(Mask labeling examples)
# # # # # # #
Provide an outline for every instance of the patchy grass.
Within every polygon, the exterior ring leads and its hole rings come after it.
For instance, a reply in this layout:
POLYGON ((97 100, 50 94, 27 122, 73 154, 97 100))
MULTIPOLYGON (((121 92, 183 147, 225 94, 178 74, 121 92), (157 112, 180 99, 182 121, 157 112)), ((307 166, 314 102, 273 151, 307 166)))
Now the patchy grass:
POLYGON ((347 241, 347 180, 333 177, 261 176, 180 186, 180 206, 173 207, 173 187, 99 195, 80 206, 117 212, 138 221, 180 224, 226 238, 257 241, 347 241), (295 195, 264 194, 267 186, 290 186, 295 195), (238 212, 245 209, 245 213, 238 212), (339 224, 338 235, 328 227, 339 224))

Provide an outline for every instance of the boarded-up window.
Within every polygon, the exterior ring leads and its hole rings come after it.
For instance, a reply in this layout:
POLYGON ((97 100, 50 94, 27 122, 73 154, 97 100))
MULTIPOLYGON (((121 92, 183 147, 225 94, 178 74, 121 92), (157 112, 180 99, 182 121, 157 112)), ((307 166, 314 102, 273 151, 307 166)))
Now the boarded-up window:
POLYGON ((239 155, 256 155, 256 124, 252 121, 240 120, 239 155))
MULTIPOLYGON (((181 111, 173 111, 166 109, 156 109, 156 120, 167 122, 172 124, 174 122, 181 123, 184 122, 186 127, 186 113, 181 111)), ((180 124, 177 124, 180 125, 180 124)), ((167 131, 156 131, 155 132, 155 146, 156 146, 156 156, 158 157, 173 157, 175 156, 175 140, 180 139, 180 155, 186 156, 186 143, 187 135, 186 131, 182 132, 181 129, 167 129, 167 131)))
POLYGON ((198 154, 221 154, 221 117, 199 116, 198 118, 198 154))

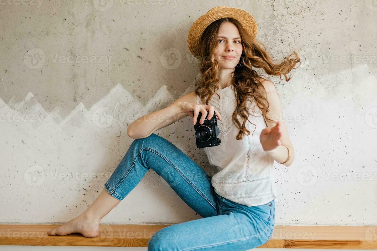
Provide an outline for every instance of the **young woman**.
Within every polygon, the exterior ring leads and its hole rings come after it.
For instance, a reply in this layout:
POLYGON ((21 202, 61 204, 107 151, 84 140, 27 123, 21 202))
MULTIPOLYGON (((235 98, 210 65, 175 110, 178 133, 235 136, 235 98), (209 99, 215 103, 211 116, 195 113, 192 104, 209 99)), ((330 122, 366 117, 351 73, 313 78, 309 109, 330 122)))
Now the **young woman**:
POLYGON ((277 199, 271 175, 273 161, 290 166, 294 149, 274 84, 252 66, 283 75, 288 81, 286 74, 299 58, 295 52, 296 59, 274 64, 255 39, 257 29, 251 15, 235 8, 216 7, 198 18, 188 39, 190 52, 202 60, 195 90, 131 124, 127 134, 135 140, 98 197, 48 234, 98 236, 101 219, 152 168, 203 218, 160 230, 149 240, 149 250, 244 250, 266 242, 272 234, 277 199), (202 123, 214 111, 221 143, 204 148, 219 170, 211 177, 153 133, 189 116, 195 125, 199 112, 202 123), (161 115, 166 118, 163 121, 149 119, 161 115))

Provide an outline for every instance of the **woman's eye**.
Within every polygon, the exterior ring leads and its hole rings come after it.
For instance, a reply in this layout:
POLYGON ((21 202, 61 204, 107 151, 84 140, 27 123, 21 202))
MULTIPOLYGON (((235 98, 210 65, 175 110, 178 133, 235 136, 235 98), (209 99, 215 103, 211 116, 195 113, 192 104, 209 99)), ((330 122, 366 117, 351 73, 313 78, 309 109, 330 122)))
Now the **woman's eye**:
MULTIPOLYGON (((222 40, 222 39, 220 39, 220 40, 218 40, 218 42, 220 42, 220 41, 224 41, 224 40, 222 40)), ((239 41, 238 41, 238 40, 236 41, 234 41, 234 42, 238 42, 238 43, 237 43, 238 44, 240 44, 240 43, 241 43, 241 42, 240 42, 239 41)))

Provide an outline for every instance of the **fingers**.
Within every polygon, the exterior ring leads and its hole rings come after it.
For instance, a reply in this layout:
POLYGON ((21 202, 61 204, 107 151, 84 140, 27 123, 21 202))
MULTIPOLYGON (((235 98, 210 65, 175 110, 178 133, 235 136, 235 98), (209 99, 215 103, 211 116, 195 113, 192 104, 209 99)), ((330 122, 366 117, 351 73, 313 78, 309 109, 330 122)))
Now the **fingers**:
POLYGON ((194 106, 194 116, 192 119, 192 123, 194 125, 196 123, 196 119, 198 119, 198 116, 199 114, 199 112, 200 111, 199 106, 197 105, 194 106))
POLYGON ((207 116, 207 114, 208 113, 207 112, 207 110, 205 110, 205 108, 202 106, 200 109, 200 111, 202 112, 202 116, 200 118, 200 120, 199 121, 199 123, 201 125, 204 122, 204 120, 205 119, 205 117, 207 116))
POLYGON ((219 118, 219 119, 221 120, 221 114, 217 110, 214 110, 214 111, 216 112, 216 116, 219 118))
POLYGON ((207 117, 207 119, 209 120, 211 119, 211 118, 213 116, 213 111, 214 111, 214 110, 213 109, 213 105, 208 105, 208 106, 209 107, 209 109, 208 111, 208 117, 207 117))

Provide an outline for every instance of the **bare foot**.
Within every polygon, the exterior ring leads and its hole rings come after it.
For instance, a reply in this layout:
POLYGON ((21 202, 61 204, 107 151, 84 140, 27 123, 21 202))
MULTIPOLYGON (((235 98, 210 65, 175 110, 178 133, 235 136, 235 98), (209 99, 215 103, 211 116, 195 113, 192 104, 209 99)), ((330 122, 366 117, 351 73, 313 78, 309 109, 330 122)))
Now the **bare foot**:
POLYGON ((80 214, 64 225, 50 230, 49 235, 66 235, 73 233, 82 234, 85 237, 97 237, 98 236, 101 220, 93 219, 80 214))

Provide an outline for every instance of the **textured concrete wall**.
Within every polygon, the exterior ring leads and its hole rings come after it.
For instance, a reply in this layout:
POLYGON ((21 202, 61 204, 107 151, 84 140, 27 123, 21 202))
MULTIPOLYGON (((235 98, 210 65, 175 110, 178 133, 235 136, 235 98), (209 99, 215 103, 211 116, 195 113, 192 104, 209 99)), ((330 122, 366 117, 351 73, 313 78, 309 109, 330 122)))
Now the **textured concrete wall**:
MULTIPOLYGON (((0 0, 0 222, 84 210, 133 140, 128 125, 193 90, 188 30, 227 5, 254 16, 275 59, 300 51, 291 81, 271 78, 296 150, 291 167, 275 164, 276 224, 375 224, 374 3, 0 0)), ((213 175, 193 129, 187 117, 156 132, 213 175)), ((200 218, 150 170, 102 223, 200 218)))

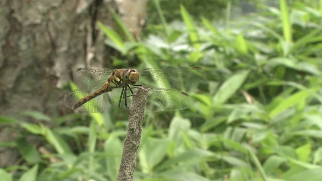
# # # # # # #
Gather every line above that contains the word "textured". Uppercase and lowercase letters count as different.

*EXERCISE OUTPUT:*
Provide an outline for every instance of the **textured concrete wall**.
Now the **textured concrete wall**:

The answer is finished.